> _TASK ITEM A_:
In the essay about the script “Strangers,” what name does Joel give the cat on his poster?
> _TASK ITEM B_:
Reproduce the passage of the essay about the script “Strangers” starting at "Over a year" and ending at "a terrifying reality.".
> _TASK ITEM C_:
Carry on the essay about the script “Strangers” from its last sentence.

*** Opening PASSAGE TO READ ***

Over a year ago, I completed a script titled “Strangers,” a psychological thriller in which the lead character, Joel, visualizes a world where everyone wears a mask on his face. Joel is unable to relate to anyone because the only face he can see is his own. Amid the Covid-19 pandemic, the world has found itself in an eerily similar scenario. Nearly every person in Manhattan wears a mask these days. What was once my creative fantasy has become a terrifying reality.

The crisis has changed the concept of “stranger” in New York. Seeing another person’s face usually sets us at ease, allowing us to learn something about how the other person is feeling, his personality, and his intentions. That’s gone. We have become fearful of one another. We make sure to stay far apart not just because of the virus but also because now there’s an element of the unknown in every person. Humans are social creatures; we communicate in subtle ways through expression and tone of voice. Now it’s hard to talk with anyone. Muffled voices sound on the streets. Paranoia ranges freely. Manhattan’s social character has been completely transformed. We have all been pushed into a world not unlike Joel’s.

When I wrote the script, I loved the idea of someone unable to communicate by seeing other people’s faces. Now, not so much. I thought it was a fantastic idea for a movie; it isn’t so good for real life.

Joel finds himself staying mostly inside because of the terror he faces in the outside world. He grows desperate and depressed. For entertainment, he browses animal videos. His apartment is a mess because, despite having ample time to clean it, he’s too despondent to care. Self-isolation has driven him into a maddening boredom. Joel’s best “friend” is a poster of a cat he has named Zanny, to whom he expresses his thoughts and feelings. But Zanny can’t give Joel the social interaction he needs.

*** Closing PASSAGE TO READ ***
*** Opening DATA SUPPLIED ***

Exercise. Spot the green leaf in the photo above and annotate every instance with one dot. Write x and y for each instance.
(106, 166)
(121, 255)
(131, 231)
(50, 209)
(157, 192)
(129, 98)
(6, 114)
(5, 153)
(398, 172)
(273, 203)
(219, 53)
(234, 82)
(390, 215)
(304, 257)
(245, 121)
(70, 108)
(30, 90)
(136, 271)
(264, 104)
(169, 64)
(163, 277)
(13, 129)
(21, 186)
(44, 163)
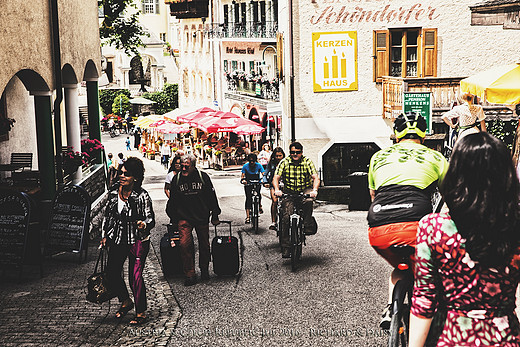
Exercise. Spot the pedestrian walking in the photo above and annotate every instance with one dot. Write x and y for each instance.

*** Closing DATA SUPPLIED ***

> _ANSWER SECTION A_:
Zanny

> _ANSWER SECTION B_:
Over a year ago, I completed a script titled “Strangers,” a psychological thriller in which the lead character, Joel, visualizes a world where everyone wears a mask on his face. Joel is unable to relate to anyone because the only face he can see is his own. Amid the Covid-19 pandemic, the world has found itself in an eerily similar scenario. Nearly every person in Manhattan wears a mask these days. What was once my creative fantasy has become a terrifying reality.

> _ANSWER SECTION C_:
All of this has become a bit too real. We hold birthday parties over Skype. We dive deep into movies and YouTube videos. Everyone is bored and getting more frustrated at the lack of stimulation. It feels as if we’ve entered an alternative reality, in which we’re allowed only glimpses of real interaction.

In my script, I envisioned a huge “reveal,” just as Joel exits the subway into Columbus Circle: every person outside is casually wearing a mask, going about their business. The reality is somehow scarier. Once heavily populated areas now stand nearly empty. People haul huge carts of food home so that they don’t have to go outside again for weeks. They stand in huge lines outside supermarkets, staying several feet away from one another.

Mark Twain’s well-known quote—“Truth is stranger than fiction, but it is because Fiction is obliged to stick to possibilities; Truth isn’t”—will never cease to be relevant. It’s all somehow much more bizarre than I could’ve conjured. Never could I have anticipated that the world would actually be filled with people wearing masks. It was supposed to be a movie script! It was supposed to be thought-provoking, not life-changing. Reality took my fictional idea of one man seeing the world in a horrific way and made it into truth, for everyone.